Extrait de page
——

Olivier Iteanu, avocat à la cour, spécialisé dans le numérique, la cybersécurité et la data, réagit pour Solutions Numériques à cette proposition de directive.
« La Commission européenne s’est donnée pour objectif de lutter contre les « faux entrepreneurs » travaillant via les plateformes numériques, qu’elle souhaite ramener dans le giron du salariat, statut juridique et social plus protecteur. Mais comme toujours, si les intentions sont bonnes, c’est la mise en œuvre qui risque de pêcher. Car si l’idée de créer une présomption de salariat pour ces travailleurs est bonne, mettant à la charge de la plate-forme l’obligation de prouver que le travailleur n’est pas salarié, les cinq critères fixés sont trop généraux et flous. Cela n’évitera pas les longs contentieux. Au final, c’est la jurisprudence qui tranchera dans cinq à dix ans alors qu’elle a déjà commencé son travail, près d’une centaine de décisions ayant déjà été rendues dans l’Union Européenne. A t-on besoin d’une nouvelle directive ? Pas sûr. » Olivier Iteanu le précise, « Les décisions de justice ont été rendues essentiellement en France, en Grande-Bretagne et en Espagne. Elles sont globalement favorables aux travailleurs des plateformes, leur reconnaissant le statut de salarié ».

——

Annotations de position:
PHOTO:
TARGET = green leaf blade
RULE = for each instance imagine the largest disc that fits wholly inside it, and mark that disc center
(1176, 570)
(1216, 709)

——

Consignes
(1) D'après l'extrait de page, combien de décisions ont déjà été rendues dans l'Union européenne ?
(2) Énumérez les pays où, selon l'extrait de page, les décisions de justice ont été rendues essentiellement.
(3) Recopiez à l'identique le passage de l'extrait de page qui va de « Olivier Iteanu, avocat » jusqu'à « proposition de directive. » inclus.

Réponses correctes
(1) Près d'une centaine de décisions ont déjà été rendues.

(2) France, Grande-Bretagne, Espagne

(3)
Olivier Iteanu, avocat à la cour, spécialisé dans le numérique, la cybersécurité et la data, réagit pour Solutions Numériques à cette proposition de directive.